(Raw records)
***

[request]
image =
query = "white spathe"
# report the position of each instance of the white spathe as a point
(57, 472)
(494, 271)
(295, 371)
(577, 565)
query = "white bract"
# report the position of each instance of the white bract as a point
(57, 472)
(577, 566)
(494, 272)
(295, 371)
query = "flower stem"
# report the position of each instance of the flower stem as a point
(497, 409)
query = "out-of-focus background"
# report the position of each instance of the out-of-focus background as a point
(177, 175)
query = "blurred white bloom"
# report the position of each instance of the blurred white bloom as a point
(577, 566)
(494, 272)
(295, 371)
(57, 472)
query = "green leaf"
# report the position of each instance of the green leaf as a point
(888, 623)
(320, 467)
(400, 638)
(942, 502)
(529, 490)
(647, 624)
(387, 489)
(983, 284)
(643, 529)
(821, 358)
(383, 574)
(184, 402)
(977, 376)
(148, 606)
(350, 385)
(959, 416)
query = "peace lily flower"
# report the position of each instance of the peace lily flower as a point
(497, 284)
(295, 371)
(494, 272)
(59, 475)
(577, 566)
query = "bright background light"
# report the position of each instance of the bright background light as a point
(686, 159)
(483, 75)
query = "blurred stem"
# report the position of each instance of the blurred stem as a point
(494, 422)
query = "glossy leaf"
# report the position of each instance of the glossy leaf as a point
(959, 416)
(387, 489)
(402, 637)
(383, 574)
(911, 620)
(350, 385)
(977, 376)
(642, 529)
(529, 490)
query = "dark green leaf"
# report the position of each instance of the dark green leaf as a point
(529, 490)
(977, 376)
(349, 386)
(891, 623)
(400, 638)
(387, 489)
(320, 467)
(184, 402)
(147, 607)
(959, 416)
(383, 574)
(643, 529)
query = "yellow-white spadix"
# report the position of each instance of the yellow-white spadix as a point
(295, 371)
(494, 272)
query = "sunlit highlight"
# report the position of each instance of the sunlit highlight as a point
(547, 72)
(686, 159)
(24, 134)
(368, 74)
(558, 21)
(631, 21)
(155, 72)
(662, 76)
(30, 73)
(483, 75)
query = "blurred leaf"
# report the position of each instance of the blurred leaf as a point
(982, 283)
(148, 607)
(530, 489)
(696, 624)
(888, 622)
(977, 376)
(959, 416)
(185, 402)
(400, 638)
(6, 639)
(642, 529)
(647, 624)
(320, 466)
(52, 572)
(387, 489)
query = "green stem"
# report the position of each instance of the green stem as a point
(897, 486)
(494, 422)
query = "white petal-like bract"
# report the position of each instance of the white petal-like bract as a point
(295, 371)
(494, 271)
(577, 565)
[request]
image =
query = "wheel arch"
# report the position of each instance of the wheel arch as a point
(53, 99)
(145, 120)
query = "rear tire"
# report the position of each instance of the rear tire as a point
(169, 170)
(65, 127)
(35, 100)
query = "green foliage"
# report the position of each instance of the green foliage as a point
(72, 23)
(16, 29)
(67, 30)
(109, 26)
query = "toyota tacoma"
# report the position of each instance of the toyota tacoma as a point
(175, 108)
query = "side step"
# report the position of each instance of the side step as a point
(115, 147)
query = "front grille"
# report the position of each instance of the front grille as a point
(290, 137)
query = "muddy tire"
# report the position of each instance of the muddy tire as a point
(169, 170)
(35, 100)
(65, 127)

***

Exercise :: Repeat all the entries exactly as given.

Reply ::
[request]
image =
query = "white spathe"
# report the position of each instance of the white spathe as a point
(57, 472)
(494, 271)
(295, 371)
(577, 565)
query = "white bract"
# report the position of each instance of the white bract as a point
(57, 472)
(577, 566)
(494, 272)
(295, 371)
query = "flower stem"
# report the position of each instance of the flower stem as a point
(497, 409)
query = "out-of-focus background"
# report the position of each instance of the out-of-focus background as a point
(177, 175)
query = "blurred white bloom"
# report the position of each instance of the blurred white bloom as a point
(577, 566)
(494, 272)
(295, 371)
(57, 472)
query = "green leaf"
# report the position of each instance of the green leaf as a point
(888, 623)
(320, 467)
(400, 638)
(942, 502)
(529, 490)
(647, 624)
(387, 489)
(983, 284)
(643, 529)
(821, 358)
(383, 574)
(184, 402)
(977, 376)
(148, 606)
(350, 385)
(959, 416)
query = "peace lily flower"
# report the position of each instance of the peace lily flower as a point
(497, 284)
(295, 371)
(494, 272)
(59, 475)
(577, 566)
query = "bright background light"
# report the position of each instance of the bright background light as a point
(686, 159)
(483, 75)
query = "blurred stem"
# report the position of each instance of the blurred stem as a point
(494, 422)
query = "glossy leaf"
# report the position of each instance of the glossy leaf as a point
(959, 416)
(387, 489)
(402, 637)
(383, 574)
(911, 620)
(350, 385)
(977, 376)
(642, 529)
(529, 490)
query = "dark green leaf"
# report the position of each instance of the dark green leaf as a point
(529, 490)
(977, 376)
(349, 386)
(891, 623)
(400, 638)
(387, 489)
(320, 467)
(184, 402)
(147, 607)
(959, 416)
(383, 574)
(643, 529)
query = "yellow-white spadix"
# report the position of each instance of the yellow-white spadix as a point
(295, 371)
(494, 272)
query = "sunlit highlight"
# report the position of each instance of the sunlit highlight as a point
(547, 72)
(686, 159)
(24, 134)
(368, 74)
(558, 21)
(631, 21)
(155, 72)
(662, 76)
(30, 73)
(483, 75)
query = "blurred leaf"
# report the position of each instance of the blurred leaf as a point
(982, 283)
(148, 607)
(530, 489)
(696, 624)
(888, 622)
(977, 376)
(959, 416)
(185, 402)
(400, 638)
(6, 639)
(642, 529)
(647, 624)
(320, 466)
(52, 572)
(387, 489)
query = "green stem"
# report the position of each instance of the green stem as a point
(897, 486)
(494, 422)
query = "white petal-like bract"
# report the position of each instance of the white petal-like bract as a point
(295, 371)
(494, 271)
(577, 565)
[request]
image =
query = "wheel arch"
# report the position of each instance of the wheel arch as a point
(53, 99)
(145, 120)
query = "rear tire"
# report the position of each instance of the rear tire as a point
(169, 170)
(65, 127)
(35, 100)
query = "green foliage"
# report the position of each instance of the green foliage as a point
(72, 23)
(16, 29)
(67, 30)
(109, 26)
query = "toyota tacoma"
# report the position of each instance of the toyota tacoma as a point
(175, 108)
query = "side step"
# report the position of each instance of the side step as a point
(115, 147)
query = "front grille"
# report the position of each instance of the front grille as a point
(290, 137)
query = "muddy tire"
# report the position of each instance of the muddy tire as a point
(169, 170)
(35, 100)
(65, 127)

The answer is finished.